Copy out every line of the listing below word for word, changing nothing.
— Start Material shown —
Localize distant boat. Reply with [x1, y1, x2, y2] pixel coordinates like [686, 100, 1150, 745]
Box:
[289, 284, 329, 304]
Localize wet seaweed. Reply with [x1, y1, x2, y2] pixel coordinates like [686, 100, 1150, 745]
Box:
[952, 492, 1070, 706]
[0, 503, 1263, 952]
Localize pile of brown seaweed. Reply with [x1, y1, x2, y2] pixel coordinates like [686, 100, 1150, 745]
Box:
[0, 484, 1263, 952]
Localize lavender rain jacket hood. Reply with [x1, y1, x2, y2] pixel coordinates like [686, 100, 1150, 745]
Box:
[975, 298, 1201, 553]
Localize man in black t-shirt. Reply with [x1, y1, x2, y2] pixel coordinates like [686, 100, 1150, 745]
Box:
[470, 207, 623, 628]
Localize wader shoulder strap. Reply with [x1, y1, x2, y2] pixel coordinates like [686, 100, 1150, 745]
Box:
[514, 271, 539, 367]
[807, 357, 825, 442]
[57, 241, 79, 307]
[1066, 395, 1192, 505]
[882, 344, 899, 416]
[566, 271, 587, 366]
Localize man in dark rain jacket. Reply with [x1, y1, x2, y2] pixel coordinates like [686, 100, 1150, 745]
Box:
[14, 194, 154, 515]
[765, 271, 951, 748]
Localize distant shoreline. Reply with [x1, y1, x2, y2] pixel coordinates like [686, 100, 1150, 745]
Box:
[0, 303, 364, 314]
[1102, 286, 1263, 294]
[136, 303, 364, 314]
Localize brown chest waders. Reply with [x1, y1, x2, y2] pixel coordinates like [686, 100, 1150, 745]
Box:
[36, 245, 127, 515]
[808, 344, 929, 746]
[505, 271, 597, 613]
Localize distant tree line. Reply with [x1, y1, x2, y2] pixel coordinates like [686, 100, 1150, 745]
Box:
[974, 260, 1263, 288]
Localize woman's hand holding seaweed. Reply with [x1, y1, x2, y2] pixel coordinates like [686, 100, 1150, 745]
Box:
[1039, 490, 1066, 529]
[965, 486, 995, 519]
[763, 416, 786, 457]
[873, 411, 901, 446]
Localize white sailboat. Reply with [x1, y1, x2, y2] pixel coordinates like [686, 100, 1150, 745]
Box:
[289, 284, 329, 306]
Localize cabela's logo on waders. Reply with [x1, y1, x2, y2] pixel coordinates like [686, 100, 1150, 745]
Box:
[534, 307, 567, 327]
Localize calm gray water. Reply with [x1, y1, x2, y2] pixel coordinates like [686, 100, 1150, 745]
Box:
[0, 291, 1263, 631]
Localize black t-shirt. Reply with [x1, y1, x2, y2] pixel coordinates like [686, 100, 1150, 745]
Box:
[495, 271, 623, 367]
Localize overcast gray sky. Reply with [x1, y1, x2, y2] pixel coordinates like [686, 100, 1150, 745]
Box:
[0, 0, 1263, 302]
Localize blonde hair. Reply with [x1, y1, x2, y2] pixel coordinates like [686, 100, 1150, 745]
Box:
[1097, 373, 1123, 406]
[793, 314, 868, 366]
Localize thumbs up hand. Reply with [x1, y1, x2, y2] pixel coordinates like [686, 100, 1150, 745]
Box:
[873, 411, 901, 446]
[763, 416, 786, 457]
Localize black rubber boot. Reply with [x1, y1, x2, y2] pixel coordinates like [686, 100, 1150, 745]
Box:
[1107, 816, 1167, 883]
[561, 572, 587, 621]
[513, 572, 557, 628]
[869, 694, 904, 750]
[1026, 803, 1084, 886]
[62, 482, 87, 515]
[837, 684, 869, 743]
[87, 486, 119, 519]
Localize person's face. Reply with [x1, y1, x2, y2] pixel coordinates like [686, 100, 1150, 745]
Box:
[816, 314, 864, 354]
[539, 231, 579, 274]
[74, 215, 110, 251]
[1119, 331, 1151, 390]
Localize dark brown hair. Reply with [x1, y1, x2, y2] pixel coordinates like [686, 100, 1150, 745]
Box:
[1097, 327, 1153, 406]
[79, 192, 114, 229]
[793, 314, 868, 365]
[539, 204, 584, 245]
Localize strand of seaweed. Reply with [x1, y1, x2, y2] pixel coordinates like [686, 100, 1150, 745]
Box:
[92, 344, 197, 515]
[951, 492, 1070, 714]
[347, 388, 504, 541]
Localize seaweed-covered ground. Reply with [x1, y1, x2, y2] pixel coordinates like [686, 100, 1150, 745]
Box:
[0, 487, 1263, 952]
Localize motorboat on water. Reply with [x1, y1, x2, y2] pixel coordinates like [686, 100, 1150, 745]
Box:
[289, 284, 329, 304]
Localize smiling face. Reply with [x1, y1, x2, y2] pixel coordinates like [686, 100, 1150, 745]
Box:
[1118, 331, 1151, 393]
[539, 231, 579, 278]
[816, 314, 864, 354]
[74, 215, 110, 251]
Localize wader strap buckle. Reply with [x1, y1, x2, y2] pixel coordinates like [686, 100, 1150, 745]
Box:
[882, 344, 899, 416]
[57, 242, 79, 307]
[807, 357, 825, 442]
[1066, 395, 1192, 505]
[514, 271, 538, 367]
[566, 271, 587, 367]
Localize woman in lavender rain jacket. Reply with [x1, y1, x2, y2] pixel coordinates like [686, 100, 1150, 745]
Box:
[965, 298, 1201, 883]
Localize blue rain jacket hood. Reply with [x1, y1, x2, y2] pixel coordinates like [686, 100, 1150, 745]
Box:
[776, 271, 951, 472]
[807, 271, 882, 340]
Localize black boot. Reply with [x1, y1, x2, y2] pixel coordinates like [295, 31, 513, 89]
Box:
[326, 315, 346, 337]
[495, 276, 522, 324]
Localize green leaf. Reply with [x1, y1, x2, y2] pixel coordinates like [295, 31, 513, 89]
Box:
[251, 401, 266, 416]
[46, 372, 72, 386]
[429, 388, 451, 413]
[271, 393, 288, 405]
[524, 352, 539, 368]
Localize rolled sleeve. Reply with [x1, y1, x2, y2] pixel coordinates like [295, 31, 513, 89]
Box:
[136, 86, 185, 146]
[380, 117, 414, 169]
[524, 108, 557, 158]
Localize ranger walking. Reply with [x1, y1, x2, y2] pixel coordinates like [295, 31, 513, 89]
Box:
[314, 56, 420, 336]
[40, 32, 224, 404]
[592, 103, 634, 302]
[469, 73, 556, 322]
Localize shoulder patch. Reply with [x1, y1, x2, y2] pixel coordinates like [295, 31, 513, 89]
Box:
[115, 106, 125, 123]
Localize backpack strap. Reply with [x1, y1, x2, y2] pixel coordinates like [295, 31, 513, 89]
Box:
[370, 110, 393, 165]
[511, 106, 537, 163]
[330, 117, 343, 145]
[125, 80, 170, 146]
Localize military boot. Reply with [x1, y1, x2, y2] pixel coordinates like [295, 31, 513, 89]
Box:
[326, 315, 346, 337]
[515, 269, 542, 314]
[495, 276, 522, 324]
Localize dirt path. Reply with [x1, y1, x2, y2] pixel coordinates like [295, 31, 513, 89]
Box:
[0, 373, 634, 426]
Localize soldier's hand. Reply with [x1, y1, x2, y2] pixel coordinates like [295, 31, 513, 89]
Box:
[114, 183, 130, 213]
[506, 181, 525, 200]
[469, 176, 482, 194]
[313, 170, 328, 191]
— End Material shown —
> [Solution for this exercise]
Localize distant boat. Reply with [x1, y1, x2, y2] pixel coordinates like [686, 100, 1150, 745]
Box:
[289, 284, 329, 304]
Localize wet seaweed. Reply with [x1, y1, x2, y2] pixel coordinates like [686, 100, 1150, 745]
Box:
[952, 492, 1070, 706]
[0, 503, 1263, 952]
Localize pile of brown seaweed. Reply with [x1, y1, x2, y2] pixel coordinates like [686, 100, 1150, 745]
Box:
[0, 484, 1263, 952]
Localize lavender rain jacket hood. Reply with [x1, y1, x2, y2] pixel coordinates like [686, 100, 1150, 745]
Box:
[975, 298, 1201, 553]
Localize man in black t-shirt. Reply with [x1, y1, x2, y2] pixel coordinates like [686, 100, 1150, 745]
Box:
[470, 207, 623, 628]
Localize wader shoulder strap. Reply with [x1, y1, x2, y2] pixel coordinates like [686, 100, 1150, 745]
Box:
[514, 271, 539, 367]
[807, 357, 825, 442]
[57, 241, 79, 307]
[1066, 395, 1192, 505]
[882, 344, 899, 416]
[566, 271, 587, 366]
Localize man in dark rain jacket. Reply with [x1, y1, x2, y2] pixel coordinates like [686, 100, 1150, 745]
Box:
[14, 194, 154, 515]
[765, 271, 951, 748]
Localize distant shoreline. Reply with [x1, y1, x2, y2] pixel coordinates like [686, 100, 1150, 745]
Box:
[0, 303, 364, 314]
[1102, 286, 1263, 294]
[136, 303, 364, 314]
Localize brown chest waders. Reply with [x1, y1, x2, y2] pixel coordinates like [686, 100, 1150, 745]
Box:
[36, 245, 127, 515]
[808, 344, 929, 746]
[505, 271, 597, 613]
Localize distant tree line. Reply with [x1, y1, x2, y2] pixel coordinates like [686, 100, 1150, 745]
Box:
[974, 260, 1263, 288]
Localize woman's hand holding seaweed. Reply with [x1, y1, x2, y2] pixel coordinates like [686, 100, 1150, 745]
Box:
[1039, 490, 1066, 529]
[965, 486, 995, 519]
[763, 416, 786, 457]
[873, 411, 901, 446]
Localize white sailboat. Reply with [x1, y1, x2, y2] pixel coordinates like [686, 100, 1150, 745]
Box:
[289, 284, 329, 306]
Localize cabela's logo on waders. Reply with [x1, y1, x2, y2] pixel coordinates like [686, 100, 1150, 745]
Box:
[534, 307, 567, 327]
Localize calm gray water. Reply with [x1, y1, x2, y2] pixel coordinates like [686, 100, 1150, 745]
Box:
[0, 291, 1263, 631]
Localize black t-shirt. Reply with [x1, y1, x2, y2] pixel coordinates like [686, 100, 1150, 745]
Box:
[495, 271, 623, 367]
Localize overcast gray sky. Reply with [x1, y1, x2, y2] pixel coordinates like [686, 100, 1150, 745]
Box:
[0, 0, 1263, 302]
Localize blonde hair. Reply with [x1, y1, x2, y2] pixel coordinates like [686, 100, 1150, 745]
Box:
[1097, 373, 1123, 406]
[793, 314, 868, 366]
Localize thumbs up hand. Reply with [x1, y1, x2, y2] pixel coordinates like [686, 100, 1150, 745]
Box:
[873, 411, 901, 446]
[763, 416, 786, 457]
Localize black rubber boot. Reply with [x1, y1, x2, y2] pixel coordinates like [686, 100, 1150, 745]
Box:
[1107, 816, 1167, 883]
[561, 572, 587, 621]
[513, 572, 557, 628]
[869, 694, 904, 750]
[1026, 803, 1084, 886]
[62, 482, 87, 515]
[837, 684, 869, 743]
[87, 486, 119, 519]
Localize person's face. Reply with [x1, y1, x2, y2] pixel coordinates like [686, 100, 1150, 745]
Box:
[816, 314, 864, 354]
[539, 231, 579, 274]
[74, 215, 110, 251]
[1119, 331, 1151, 390]
Localize dark brown hair. Reply with [x1, y1, x2, y2] pixel coordinates like [686, 100, 1150, 745]
Box:
[1097, 327, 1153, 406]
[79, 192, 114, 229]
[793, 314, 868, 365]
[539, 204, 584, 245]
Localize strand of seaweed. Reply with [x1, y1, x2, y2] pixel coordinates like [686, 100, 1150, 745]
Box:
[92, 344, 197, 515]
[951, 492, 1070, 714]
[347, 388, 504, 541]
Localize seaweed-covered ground. Reply with [x1, y1, x2, y2] pixel coordinates like [686, 100, 1150, 745]
Box:
[0, 487, 1263, 952]
Localize motorboat on water. Reply with [x1, y1, x2, y2] pixel coordinates like [686, 100, 1150, 745]
Box:
[289, 284, 329, 304]
Localize smiling face. Reply with [x1, y1, x2, y2] pixel coordinates like [686, 100, 1150, 745]
Box:
[1118, 331, 1151, 393]
[539, 231, 579, 278]
[816, 314, 864, 354]
[74, 215, 110, 251]
Localize wader strap buckle. Reply with [x1, y1, x2, y2] pixel coordinates like [686, 100, 1150, 745]
Box:
[882, 344, 899, 416]
[57, 242, 79, 307]
[807, 357, 825, 442]
[1066, 395, 1192, 505]
[514, 271, 538, 367]
[566, 271, 587, 367]
Localize woman in lavender rain jacket. Reply with [x1, y1, x2, y2] pixel coordinates like [686, 100, 1150, 745]
Box:
[965, 298, 1201, 883]
Localize blue rain jacket hood. Reply with [x1, y1, x2, y2] pixel coordinates like [686, 100, 1150, 745]
Box:
[776, 271, 951, 472]
[807, 271, 882, 340]
Localize black boot. Reply with [x1, y1, x2, y2] pixel coordinates like [295, 31, 513, 89]
Box:
[326, 315, 346, 337]
[495, 276, 522, 324]
Localize green leaf. Reply with [x1, y1, x2, y2] pixel coordinates like [295, 31, 513, 89]
Box:
[251, 401, 266, 416]
[46, 372, 72, 386]
[429, 388, 451, 413]
[271, 393, 288, 405]
[524, 352, 539, 368]
Localize rolled sleeve. Reply with [x1, y1, x2, y2] pixel coordinates like [295, 31, 513, 89]
Box:
[136, 86, 185, 146]
[380, 117, 414, 169]
[524, 108, 557, 158]
Localize ranger walking. Reply with [x1, y1, x2, y2] pixel coordinates like [295, 31, 513, 89]
Box:
[314, 56, 420, 336]
[40, 32, 224, 404]
[592, 103, 634, 302]
[469, 73, 556, 322]
Localize shoulder patch. Reply with [x1, y1, x2, y2] pixel coordinates like [295, 31, 513, 89]
Box:
[115, 106, 125, 123]
Localize backpack strap. Reply with [x1, y1, x2, y2] pixel coordinates like [295, 31, 513, 89]
Box:
[370, 110, 393, 165]
[511, 106, 537, 163]
[330, 117, 343, 145]
[125, 80, 170, 146]
Localize military boot. Reply with [x1, y1, x2, y2] pixel coordinates like [295, 31, 513, 89]
Box:
[326, 315, 346, 337]
[515, 269, 542, 314]
[495, 276, 522, 324]
Localize dirt path. Reply with [x1, y1, x2, y2] pixel coordinates like [295, 31, 513, 89]
Box:
[0, 373, 634, 426]
Localize soldier's hand. Reply with [x1, y1, x2, y2] pixel coordinates like [295, 31, 513, 89]
Box:
[114, 183, 130, 213]
[506, 181, 525, 200]
[469, 176, 482, 194]
[313, 170, 328, 191]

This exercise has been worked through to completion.